- [Task goal] Please turn the lines from the one containing "like [184, 397]." through the end of the records into a CSV with the columns input and output, one row per text and its answer, each field quoted and with line breaks changed to spaces. Leave out the pictures.

━━━━━━

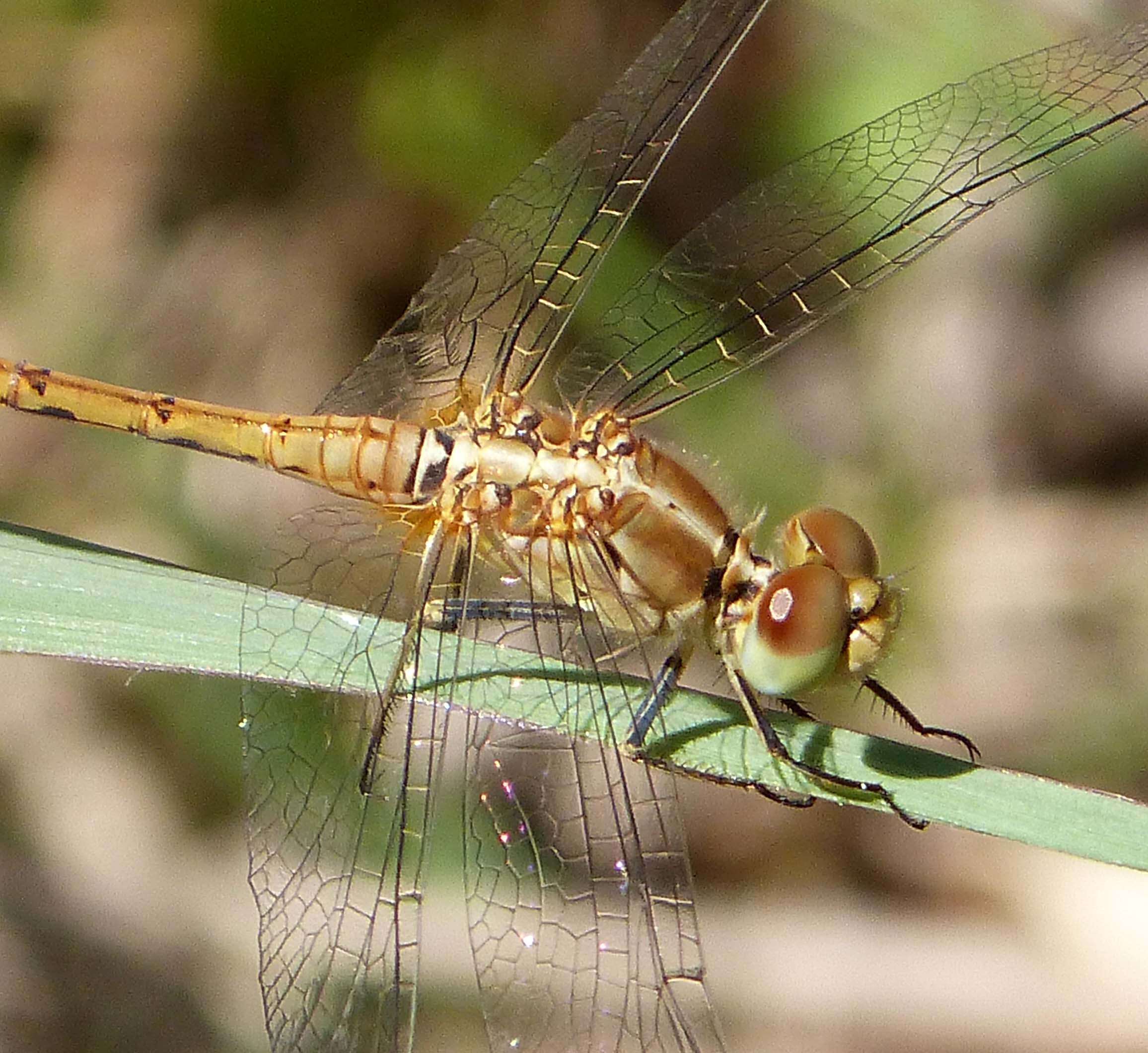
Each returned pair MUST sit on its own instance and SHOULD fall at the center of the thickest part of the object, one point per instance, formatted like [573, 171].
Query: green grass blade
[68, 599]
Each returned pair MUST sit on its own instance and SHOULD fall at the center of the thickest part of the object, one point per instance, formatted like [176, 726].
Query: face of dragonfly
[928, 448]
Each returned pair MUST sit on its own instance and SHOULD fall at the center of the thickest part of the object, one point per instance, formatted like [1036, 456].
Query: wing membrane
[578, 880]
[337, 856]
[799, 246]
[496, 303]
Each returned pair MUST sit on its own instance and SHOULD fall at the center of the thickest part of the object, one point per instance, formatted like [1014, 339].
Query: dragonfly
[473, 503]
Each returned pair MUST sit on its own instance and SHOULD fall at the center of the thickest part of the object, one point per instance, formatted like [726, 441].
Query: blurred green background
[231, 201]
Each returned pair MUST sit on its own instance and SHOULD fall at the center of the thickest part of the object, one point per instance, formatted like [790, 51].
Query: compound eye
[828, 536]
[799, 631]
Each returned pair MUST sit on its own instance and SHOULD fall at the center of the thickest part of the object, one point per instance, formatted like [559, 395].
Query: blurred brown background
[231, 200]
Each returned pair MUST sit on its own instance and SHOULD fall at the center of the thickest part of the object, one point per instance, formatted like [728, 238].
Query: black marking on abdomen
[53, 411]
[192, 445]
[413, 473]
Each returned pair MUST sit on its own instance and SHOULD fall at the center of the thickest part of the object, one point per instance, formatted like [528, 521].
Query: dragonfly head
[822, 610]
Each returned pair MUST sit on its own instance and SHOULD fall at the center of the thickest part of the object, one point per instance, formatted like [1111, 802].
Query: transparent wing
[496, 303]
[799, 246]
[579, 885]
[339, 815]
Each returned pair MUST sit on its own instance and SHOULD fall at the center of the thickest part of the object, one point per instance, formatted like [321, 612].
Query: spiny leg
[432, 553]
[661, 689]
[760, 719]
[926, 731]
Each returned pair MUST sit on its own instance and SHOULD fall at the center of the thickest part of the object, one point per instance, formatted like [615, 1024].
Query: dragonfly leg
[429, 565]
[760, 719]
[926, 731]
[661, 688]
[795, 708]
[454, 610]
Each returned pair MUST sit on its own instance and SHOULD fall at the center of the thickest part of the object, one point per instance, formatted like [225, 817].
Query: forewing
[578, 879]
[498, 302]
[799, 246]
[337, 872]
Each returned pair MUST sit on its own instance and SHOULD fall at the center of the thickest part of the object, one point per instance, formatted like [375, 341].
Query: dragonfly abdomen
[371, 458]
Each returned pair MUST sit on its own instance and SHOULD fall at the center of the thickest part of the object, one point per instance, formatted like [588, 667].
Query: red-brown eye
[800, 627]
[828, 536]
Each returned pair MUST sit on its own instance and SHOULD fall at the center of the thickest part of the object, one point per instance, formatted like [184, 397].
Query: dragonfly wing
[337, 872]
[579, 885]
[498, 302]
[799, 246]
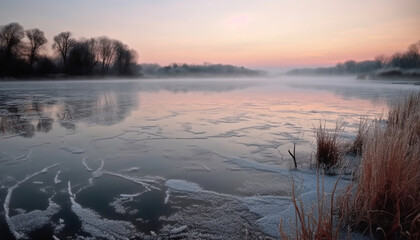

━━━━━━

- [Result for this task]
input,output
"Each returned pair MUST sit on its own instance and SHOULD fall at the center of the thickest part of the object, one point per instance, formatted like [184, 397]. Query: dragonfly wing","[337, 872] [579, 885] [498, 302] [799, 246]"